(Collected data entries)
◆ ◆ ◆

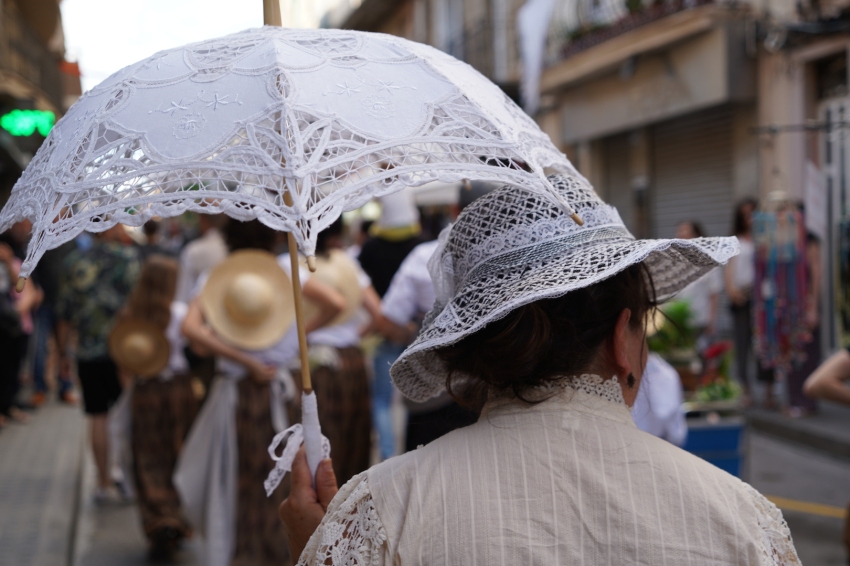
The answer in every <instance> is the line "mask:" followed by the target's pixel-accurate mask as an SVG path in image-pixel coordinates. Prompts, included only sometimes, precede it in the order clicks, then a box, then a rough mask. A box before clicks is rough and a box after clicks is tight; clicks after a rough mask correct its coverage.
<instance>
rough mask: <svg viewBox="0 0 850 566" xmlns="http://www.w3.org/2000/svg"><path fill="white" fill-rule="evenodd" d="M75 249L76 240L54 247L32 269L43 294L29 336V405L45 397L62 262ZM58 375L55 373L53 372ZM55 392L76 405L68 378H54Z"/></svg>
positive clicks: (35, 312) (71, 386)
mask: <svg viewBox="0 0 850 566" xmlns="http://www.w3.org/2000/svg"><path fill="white" fill-rule="evenodd" d="M76 249H77V244H76V241H70V242H65V243H64V244H62V245H61V246H59V247H58V248H54V249H52V250H47V251H46V252H44V255H43V256H42V258H41V261H39V262H38V265H36V266H35V269H34V270H33V274H32V278H33V280H34V281H36V283H38V285H39V287H41V290H42V293H43V294H44V300H43V301H42V302H41V305H39V307H38V310H36V312H35V331H34V334H33V342H34V343H33V366H32V380H33V395H32V400H31V402H32V404H33V405H34V406H36V407H38V406H40V405H41V404H42V403H44V401H45V400H46V398H47V390H48V386H47V364H48V355H49V351H50V346H49V345H50V343H51V340H52V341H53V343H54V344H56V307H57V301H58V300H59V287H60V282H61V280H62V275H63V274H62V269H63V265H64V263H65V259H66V258H67V257H68V255H70V254H71V252H73V251H74V250H76ZM57 373H58V372H57ZM57 381H58V383H57V384H56V393H57V395H58V397H59V400H60V401H61V402H63V403H67V404H69V405H75V404H76V403H77V397H76V395H74V391H73V389H74V385H73V382H72V381H71V380H70V379H69V378H68V376H63V375H61V374H60V375H58V376H57Z"/></svg>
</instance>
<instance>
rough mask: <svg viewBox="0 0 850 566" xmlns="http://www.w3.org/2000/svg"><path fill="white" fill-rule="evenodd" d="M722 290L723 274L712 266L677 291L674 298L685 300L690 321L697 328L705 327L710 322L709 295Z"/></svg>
mask: <svg viewBox="0 0 850 566" xmlns="http://www.w3.org/2000/svg"><path fill="white" fill-rule="evenodd" d="M722 290H723V275H722V274H721V272H720V269H719V268H714V269H712V270H711V271H709V272H708V273H706V274H705V275H703V276H702V277H700V278H699V279H697V280H696V281H694V282H692V283H691V284H690V285H688V286H687V287H685V288H684V289H682V290H681V291H679V293H678V294H677V295H676V299H681V300H684V301H687V302H688V304H689V305H690V307H691V313H692V314H693V319H692V321H691V323H692V324H693V325H694V326H695V327H697V328H705V327H706V326H708V324H709V323H710V322H711V297H712V296H716V295H717V294H719V293H720V291H722Z"/></svg>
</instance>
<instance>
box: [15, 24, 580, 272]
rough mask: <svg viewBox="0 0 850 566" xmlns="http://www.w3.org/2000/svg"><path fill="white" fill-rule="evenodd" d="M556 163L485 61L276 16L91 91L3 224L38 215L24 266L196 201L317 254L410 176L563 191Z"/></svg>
mask: <svg viewBox="0 0 850 566" xmlns="http://www.w3.org/2000/svg"><path fill="white" fill-rule="evenodd" d="M544 167H550V168H553V169H556V170H559V171H561V172H564V173H568V174H570V175H574V176H576V177H579V174H578V173H577V172H576V171H575V170H574V169H573V167H572V166H571V165H570V163H569V162H568V161H567V159H566V158H565V157H564V155H563V154H562V153H561V152H559V151H558V150H557V149H556V148H555V147H554V146H553V145H552V143H551V142H550V140H549V138H548V137H547V136H546V135H545V134H544V133H543V132H541V131H540V129H539V128H538V127H537V125H536V124H535V123H534V122H533V121H532V120H531V119H530V118H529V117H528V116H527V115H526V114H524V113H523V112H522V110H520V109H519V108H518V107H517V106H516V105H515V104H514V103H513V102H512V101H511V100H510V99H509V98H508V97H507V96H505V94H504V93H503V92H502V91H501V90H499V89H498V87H496V86H495V85H493V84H492V83H491V82H490V81H488V80H487V79H486V78H484V77H483V76H482V75H480V74H479V73H478V72H477V71H475V70H474V69H473V68H472V67H470V66H468V65H466V64H464V63H461V62H459V61H457V60H455V59H454V58H452V57H450V56H448V55H446V54H444V53H442V52H440V51H437V50H436V49H433V48H431V47H428V46H425V45H421V44H417V43H413V42H410V41H406V40H404V39H401V38H398V37H393V36H387V35H379V34H370V33H363V32H354V31H343V30H289V29H281V28H277V27H269V26H267V27H263V28H260V29H253V30H247V31H244V32H241V33H237V34H233V35H230V36H226V37H222V38H219V39H213V40H209V41H204V42H200V43H194V44H191V45H187V46H185V47H180V48H177V49H172V50H168V51H162V52H160V53H157V54H156V55H154V56H152V57H149V58H148V59H145V60H144V61H141V62H139V63H136V64H134V65H130V66H129V67H126V68H124V69H122V70H121V71H119V72H117V73H115V74H114V75H112V76H111V77H110V78H108V79H107V80H105V81H104V82H103V83H101V84H100V85H98V86H97V87H95V88H94V89H92V90H91V91H89V92H88V93H86V94H85V95H84V96H83V97H82V98H80V100H79V101H78V102H77V103H76V104H74V105H73V106H72V107H71V109H70V110H69V111H68V113H67V114H66V115H65V116H64V117H63V118H62V120H60V121H59V123H58V124H57V125H56V127H55V128H54V129H53V131H52V132H51V133H50V135H49V136H48V138H47V140H46V141H45V142H44V144H43V145H42V147H41V149H39V151H38V153H37V154H36V155H35V158H34V159H33V161H32V163H30V165H29V166H28V167H27V169H26V171H25V172H24V174H23V176H22V177H21V179H20V180H19V181H18V183H17V184H16V185H15V187H14V189H13V191H12V196H11V198H10V200H9V202H8V204H7V205H6V207H5V208H4V209H3V211H2V212H0V231H3V230H6V229H7V228H8V227H9V226H11V224H12V223H14V222H16V221H20V220H22V219H24V218H29V219H30V220H32V222H33V238H32V241H31V244H30V246H29V249H28V251H27V258H26V261H25V262H24V263H23V265H22V268H21V275H22V276H24V277H26V276H28V275H29V273H30V272H31V271H32V269H33V268H34V266H35V264H36V263H37V262H38V260H39V258H40V257H41V256H42V254H43V253H44V252H45V251H46V250H47V249H50V248H55V247H56V246H58V245H60V244H61V243H63V242H65V241H68V240H70V239H71V238H73V237H74V236H76V235H77V234H79V233H80V232H82V231H84V230H88V231H93V232H99V231H103V230H105V229H107V228H109V227H111V226H113V225H114V224H116V223H119V222H120V223H123V224H128V225H136V226H138V225H141V224H142V223H144V222H145V221H147V220H149V219H150V218H151V217H154V216H160V217H170V216H177V215H180V214H182V213H183V212H185V211H187V210H194V211H198V212H206V213H217V212H223V213H225V214H227V215H228V216H231V217H234V218H238V219H241V220H248V219H253V218H258V219H259V220H261V221H262V222H263V223H265V224H267V225H268V226H270V227H272V228H275V229H278V230H283V231H288V232H292V233H294V235H295V238H296V240H297V241H298V244H299V247H300V248H301V251H302V252H303V253H305V254H306V255H312V254H313V252H314V249H315V242H316V235H317V233H318V232H319V231H321V230H322V229H324V228H325V227H326V226H328V225H329V224H330V223H331V222H333V220H335V219H336V218H337V217H338V216H339V214H340V213H342V212H343V211H345V210H351V209H354V208H357V207H359V206H362V205H363V204H365V203H366V202H367V201H368V200H369V199H371V198H372V197H374V196H379V195H382V194H386V193H389V192H393V191H396V190H399V189H401V188H402V187H404V186H417V185H421V184H424V183H427V182H431V181H437V180H439V181H446V182H453V181H458V180H460V179H462V178H474V179H481V180H490V181H497V182H503V183H509V184H514V185H523V186H525V187H527V188H531V189H532V190H536V191H540V192H547V191H551V192H550V193H549V194H550V196H551V197H552V198H558V197H557V196H556V193H555V192H554V191H553V190H551V187H548V183H547V181H546V179H545V177H544V176H543V168H544ZM287 191H288V192H289V195H291V197H292V200H293V202H292V206H287V205H286V204H285V203H284V193H286V192H287ZM566 208H567V210H568V212H572V211H571V209H569V206H567V207H566Z"/></svg>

◆ ◆ ◆

• _ASSIGNED TASK_
Copy exactly the lines from the first line of the records above through the line with "249L76 240L54 247L32", both included, and nothing else. Pictures stay out.

• _OUTPUT FOR THIS EXERCISE_
The answer in every <instance> is the line "mask:" followed by the target's pixel-accurate mask as an SVG path in image-pixel coordinates. Prompts, included only sometimes, precede it in the order clicks, then a box, then a rough mask. A box before clicks is rough and a box after clicks is tight; clicks after a rough mask correct its coverage.
<instance>
rough mask: <svg viewBox="0 0 850 566" xmlns="http://www.w3.org/2000/svg"><path fill="white" fill-rule="evenodd" d="M75 249L76 240L54 247L32 269L43 294L29 336V405L45 397L62 262ZM58 375L55 373L53 372ZM55 392L76 405L68 378H54Z"/></svg>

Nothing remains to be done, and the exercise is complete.